(抜粋文)
徳薙零己の備忘録

徳薙零己の思いついたことのうち、長めのコラムになりそうなことはここで

我慢と責任について考えてみた

今の住まいに引っ越す前、近所に頻繁に通っていた店があった。

およそ10年ぶりにその店に行ったら閉店していた。

不況のせいかと思っていたが、聞いたところそうではなかった。繁盛はしていたし、売上だって申し分なかったらしい。欠かせない店として近所では認識されていて、私が引っ越してからもリストラどころかむしろ人を募集するほどで、常に数十人の方々を雇っていたという。

その店が、突然に潰れた。

そして、その理由は店長にあった。

 

何があったのか?

店長が倒れた。

店長は以前から腰が痛いと言っていたようだが、腰痛などたいしたことないと考えて何事も無かったかのように出勤し店に立ち続けていた。それが失敗だった。

(取り組む課題) 上の我慢と責任についてのコラムを、最後の文の後から書き継ぐこと。

(ポイント位置特定データ)
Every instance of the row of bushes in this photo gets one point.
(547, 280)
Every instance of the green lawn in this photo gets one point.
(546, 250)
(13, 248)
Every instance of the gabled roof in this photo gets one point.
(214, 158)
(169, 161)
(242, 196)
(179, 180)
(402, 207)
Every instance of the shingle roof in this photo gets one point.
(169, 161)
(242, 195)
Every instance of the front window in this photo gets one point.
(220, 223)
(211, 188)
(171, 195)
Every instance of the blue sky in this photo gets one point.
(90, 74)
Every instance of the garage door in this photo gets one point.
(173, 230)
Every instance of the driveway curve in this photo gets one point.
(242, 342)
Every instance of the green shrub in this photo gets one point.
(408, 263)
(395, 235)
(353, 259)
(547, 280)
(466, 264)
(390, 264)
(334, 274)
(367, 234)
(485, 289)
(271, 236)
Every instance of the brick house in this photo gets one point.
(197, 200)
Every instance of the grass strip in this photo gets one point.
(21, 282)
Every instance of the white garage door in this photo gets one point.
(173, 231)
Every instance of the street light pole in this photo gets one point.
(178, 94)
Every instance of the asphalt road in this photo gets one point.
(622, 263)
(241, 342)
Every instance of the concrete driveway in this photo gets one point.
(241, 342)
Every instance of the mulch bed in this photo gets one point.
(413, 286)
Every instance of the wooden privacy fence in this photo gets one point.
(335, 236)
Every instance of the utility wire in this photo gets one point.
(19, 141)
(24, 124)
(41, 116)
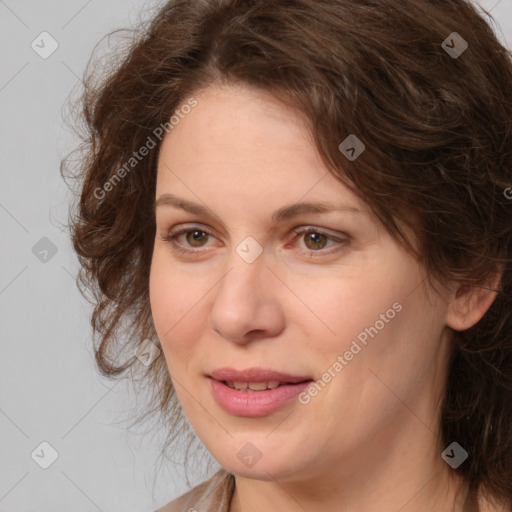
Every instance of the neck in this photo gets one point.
(390, 475)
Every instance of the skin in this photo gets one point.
(369, 440)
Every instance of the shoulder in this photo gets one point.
(212, 495)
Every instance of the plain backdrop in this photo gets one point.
(55, 409)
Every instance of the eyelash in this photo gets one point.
(171, 237)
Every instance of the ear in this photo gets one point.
(469, 303)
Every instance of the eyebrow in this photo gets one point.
(281, 215)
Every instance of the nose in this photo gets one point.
(246, 306)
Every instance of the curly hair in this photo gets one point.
(437, 127)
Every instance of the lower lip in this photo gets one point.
(258, 403)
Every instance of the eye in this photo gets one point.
(194, 236)
(315, 240)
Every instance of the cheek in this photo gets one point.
(175, 305)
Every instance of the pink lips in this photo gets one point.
(257, 403)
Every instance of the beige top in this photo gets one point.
(215, 494)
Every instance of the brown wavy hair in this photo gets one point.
(438, 159)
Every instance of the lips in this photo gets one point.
(270, 391)
(255, 375)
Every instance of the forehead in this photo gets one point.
(239, 141)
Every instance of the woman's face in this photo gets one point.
(252, 291)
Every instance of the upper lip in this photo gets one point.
(255, 375)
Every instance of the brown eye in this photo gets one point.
(195, 237)
(313, 240)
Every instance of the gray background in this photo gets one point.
(49, 388)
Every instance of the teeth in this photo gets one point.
(249, 387)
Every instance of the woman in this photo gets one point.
(303, 205)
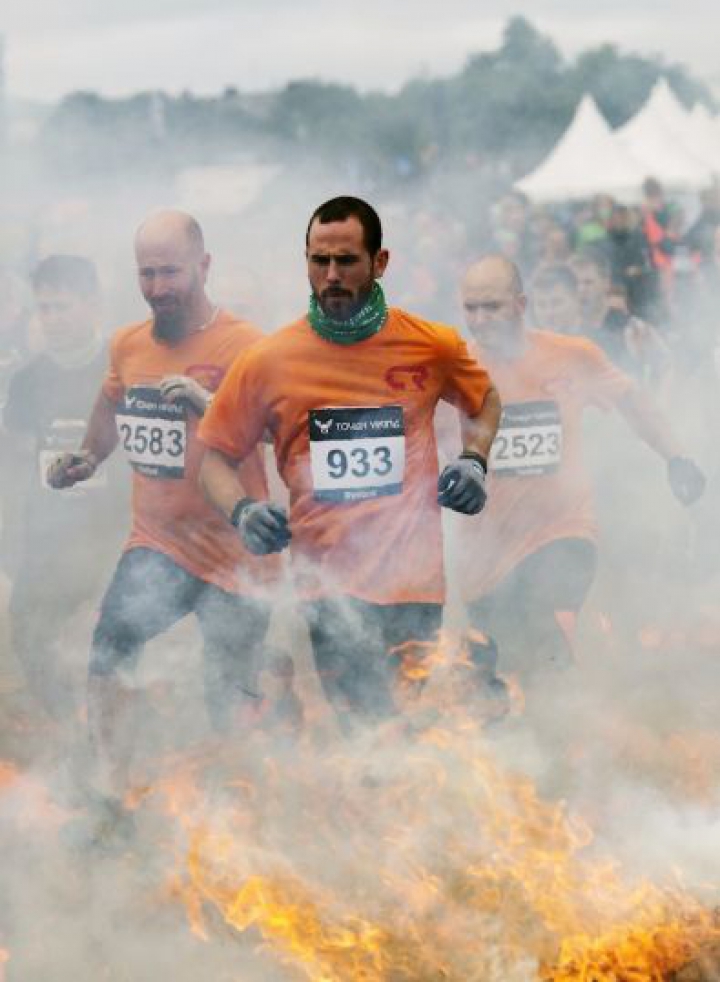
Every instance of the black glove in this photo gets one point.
(70, 468)
(686, 479)
(461, 486)
(263, 527)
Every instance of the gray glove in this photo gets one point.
(461, 486)
(69, 469)
(176, 388)
(263, 526)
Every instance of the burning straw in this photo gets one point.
(423, 860)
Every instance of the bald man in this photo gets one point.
(528, 561)
(178, 558)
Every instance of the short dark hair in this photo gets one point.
(73, 273)
(557, 274)
(344, 207)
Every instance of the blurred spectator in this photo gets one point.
(606, 317)
(700, 238)
(629, 256)
(662, 237)
(697, 317)
(14, 328)
(591, 223)
(554, 300)
(554, 246)
(57, 547)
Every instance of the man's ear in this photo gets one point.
(382, 258)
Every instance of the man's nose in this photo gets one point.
(333, 272)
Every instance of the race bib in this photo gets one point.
(357, 453)
(529, 441)
(153, 433)
(65, 436)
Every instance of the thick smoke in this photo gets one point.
(383, 826)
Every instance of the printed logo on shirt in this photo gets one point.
(404, 378)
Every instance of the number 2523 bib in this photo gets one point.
(529, 441)
(153, 433)
(357, 453)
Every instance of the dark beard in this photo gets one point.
(169, 326)
(352, 309)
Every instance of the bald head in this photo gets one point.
(171, 226)
(172, 270)
(494, 304)
(496, 270)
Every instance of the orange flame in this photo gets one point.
(428, 865)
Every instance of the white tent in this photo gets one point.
(587, 160)
(659, 137)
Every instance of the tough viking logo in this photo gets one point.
(404, 377)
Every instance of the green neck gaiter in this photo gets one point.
(366, 322)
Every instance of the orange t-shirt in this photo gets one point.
(538, 490)
(169, 511)
(353, 433)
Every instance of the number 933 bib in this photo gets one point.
(357, 453)
(153, 433)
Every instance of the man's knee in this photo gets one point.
(116, 642)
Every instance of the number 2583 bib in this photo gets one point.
(357, 453)
(153, 433)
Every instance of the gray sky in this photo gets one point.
(121, 46)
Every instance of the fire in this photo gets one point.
(424, 861)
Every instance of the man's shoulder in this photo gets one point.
(293, 335)
(563, 346)
(131, 334)
(418, 327)
(237, 330)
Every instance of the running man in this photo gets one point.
(56, 547)
(527, 564)
(348, 393)
(178, 558)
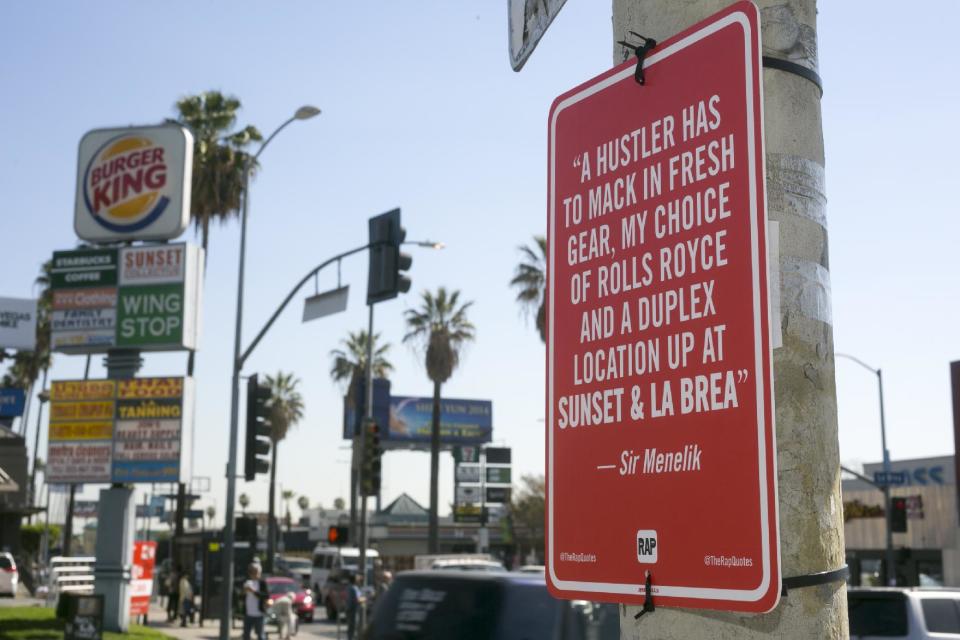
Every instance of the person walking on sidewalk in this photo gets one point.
(254, 602)
(354, 601)
(185, 592)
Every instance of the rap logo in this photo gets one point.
(647, 546)
(124, 184)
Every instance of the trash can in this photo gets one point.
(84, 616)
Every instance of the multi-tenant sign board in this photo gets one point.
(145, 297)
(134, 183)
(132, 430)
(660, 436)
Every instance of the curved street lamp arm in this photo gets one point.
(283, 305)
(858, 361)
(271, 137)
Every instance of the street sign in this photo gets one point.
(141, 576)
(12, 401)
(134, 183)
(18, 323)
(132, 430)
(660, 429)
(891, 478)
(144, 297)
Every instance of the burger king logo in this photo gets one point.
(125, 183)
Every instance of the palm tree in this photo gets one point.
(529, 279)
(287, 496)
(286, 410)
(350, 362)
(441, 328)
(219, 158)
(27, 365)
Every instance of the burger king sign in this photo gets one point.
(134, 183)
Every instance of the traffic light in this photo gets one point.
(258, 429)
(338, 535)
(898, 515)
(370, 468)
(385, 278)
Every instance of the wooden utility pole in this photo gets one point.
(811, 511)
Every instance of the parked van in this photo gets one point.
(331, 566)
(911, 613)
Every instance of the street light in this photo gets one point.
(303, 113)
(891, 573)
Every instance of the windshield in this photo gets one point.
(427, 608)
(283, 586)
(877, 614)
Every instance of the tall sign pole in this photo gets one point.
(811, 527)
(226, 594)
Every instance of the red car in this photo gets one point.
(303, 602)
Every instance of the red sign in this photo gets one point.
(660, 435)
(141, 583)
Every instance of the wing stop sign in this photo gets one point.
(660, 436)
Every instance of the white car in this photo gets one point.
(912, 613)
(8, 575)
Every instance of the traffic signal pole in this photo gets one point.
(238, 361)
(368, 375)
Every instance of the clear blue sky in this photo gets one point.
(421, 110)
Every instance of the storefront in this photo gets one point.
(928, 553)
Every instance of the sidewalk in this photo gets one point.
(211, 628)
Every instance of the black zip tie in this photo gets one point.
(815, 579)
(796, 69)
(639, 50)
(648, 606)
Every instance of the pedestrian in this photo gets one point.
(355, 600)
(185, 592)
(286, 616)
(254, 602)
(173, 601)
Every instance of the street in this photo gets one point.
(210, 628)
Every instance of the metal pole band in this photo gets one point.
(794, 68)
(814, 579)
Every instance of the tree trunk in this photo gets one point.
(433, 534)
(271, 522)
(811, 526)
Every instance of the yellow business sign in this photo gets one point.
(81, 431)
(68, 411)
(82, 390)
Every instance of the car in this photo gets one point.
(299, 569)
(478, 605)
(332, 566)
(303, 602)
(903, 612)
(8, 575)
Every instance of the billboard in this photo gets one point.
(461, 422)
(133, 183)
(144, 297)
(18, 323)
(119, 430)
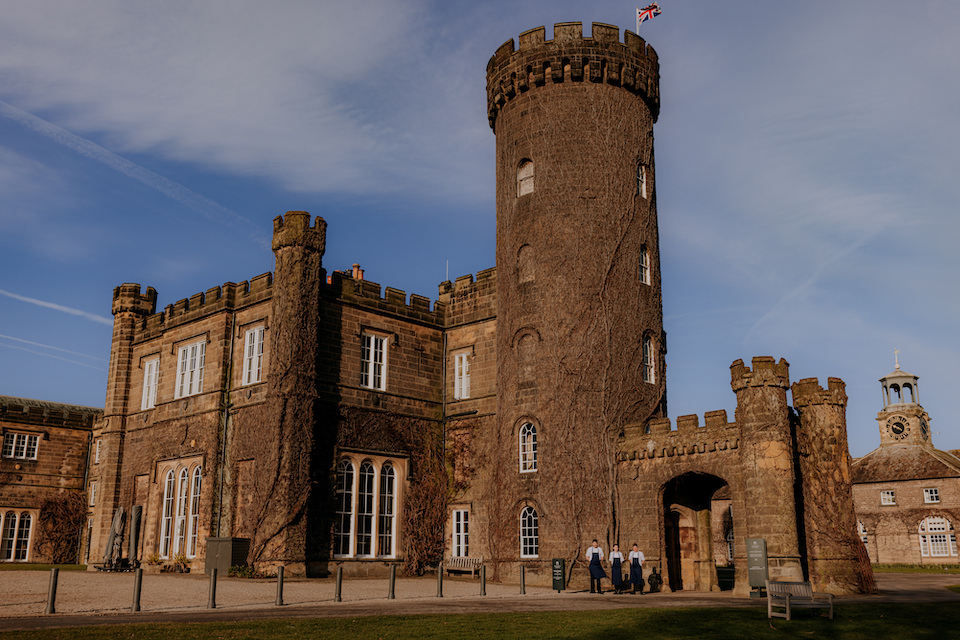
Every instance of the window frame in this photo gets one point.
(151, 376)
(191, 361)
(373, 344)
(253, 355)
(527, 442)
(529, 533)
(460, 530)
(461, 375)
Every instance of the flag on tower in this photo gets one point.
(647, 13)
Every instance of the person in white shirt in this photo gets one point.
(616, 573)
(636, 559)
(595, 556)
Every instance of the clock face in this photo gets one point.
(898, 427)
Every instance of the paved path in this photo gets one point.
(85, 599)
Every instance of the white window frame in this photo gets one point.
(373, 360)
(16, 535)
(367, 498)
(649, 361)
(937, 538)
(460, 526)
(527, 440)
(461, 375)
(529, 533)
(190, 364)
(21, 446)
(151, 374)
(253, 356)
(644, 265)
(525, 173)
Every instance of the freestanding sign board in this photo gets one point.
(757, 562)
(559, 571)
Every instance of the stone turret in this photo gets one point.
(836, 559)
(580, 339)
(284, 491)
(766, 445)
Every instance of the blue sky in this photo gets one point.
(806, 172)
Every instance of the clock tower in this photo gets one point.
(902, 420)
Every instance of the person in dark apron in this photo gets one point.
(595, 556)
(616, 573)
(636, 558)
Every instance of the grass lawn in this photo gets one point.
(851, 622)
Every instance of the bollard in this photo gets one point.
(336, 595)
(212, 602)
(52, 592)
(279, 602)
(137, 582)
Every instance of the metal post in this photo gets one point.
(279, 602)
(212, 602)
(52, 592)
(137, 582)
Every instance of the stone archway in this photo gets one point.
(689, 539)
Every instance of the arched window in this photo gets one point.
(528, 448)
(180, 523)
(365, 510)
(525, 178)
(387, 511)
(649, 368)
(937, 538)
(342, 529)
(529, 533)
(8, 534)
(166, 520)
(23, 536)
(194, 512)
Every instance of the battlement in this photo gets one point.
(128, 299)
(344, 287)
(808, 392)
(294, 229)
(571, 57)
(766, 372)
(689, 438)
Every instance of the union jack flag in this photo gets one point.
(647, 13)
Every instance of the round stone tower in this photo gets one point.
(580, 341)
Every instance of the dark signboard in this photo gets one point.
(757, 562)
(559, 571)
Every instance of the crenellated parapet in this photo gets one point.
(766, 372)
(657, 439)
(343, 287)
(571, 57)
(808, 392)
(127, 298)
(295, 229)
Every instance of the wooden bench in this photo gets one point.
(463, 563)
(788, 595)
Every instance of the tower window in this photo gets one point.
(525, 178)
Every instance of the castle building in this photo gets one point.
(906, 492)
(43, 465)
(521, 416)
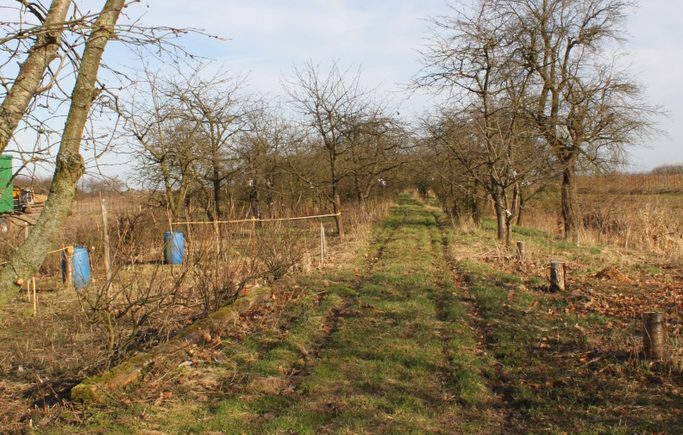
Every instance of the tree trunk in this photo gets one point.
(31, 72)
(500, 213)
(568, 198)
(69, 165)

(課題の結果)
早い段階で病院に行けば治ったかもしれない。しかし、店長が病院に運ばれたときにはもう手遅れであった。どのような症状なのかは聞くことができなかったが、二度の全身麻酔手術を含む半年間の入院、そして、退院後も永遠に車椅子での生活というものは聞くことができた。

店長が入院していた半年、当初は残された人たちで、少ししてからは本社から別の店長が来て店の建て直しを図ったようであったが、その店は店長一人が支えているような店であった。その支えていた一人が居なくなった店がどのような運命を迎えたか? 結論だけを言うと閉店であるが、そこに至るまでは、混乱、混迷、生き残るための人員削減、残された者の絶望的というしかない奮闘(あるいは無駄な抵抗)が続いていた。

店の顧客も、店長がいなくなったことで以前のような店でなくなってしまっていたことを知り、店長が戻ってくるまでを見届けようとしていたようであるが、日に日に衰えていく店に耐えることはできなかった。

誰の目にも見える衰退を目の当たりにし、店は潰れた。

店で働いていた数十人がが迎えたのは、失業だった。それも、苦労に苦労を重ねた末に迎えた失業だった。

店の顧客が迎えたのは、店が無くなった生活だった。その店の便利さに慣れ親しんでいたところで迎えた突然の店の喪失だった。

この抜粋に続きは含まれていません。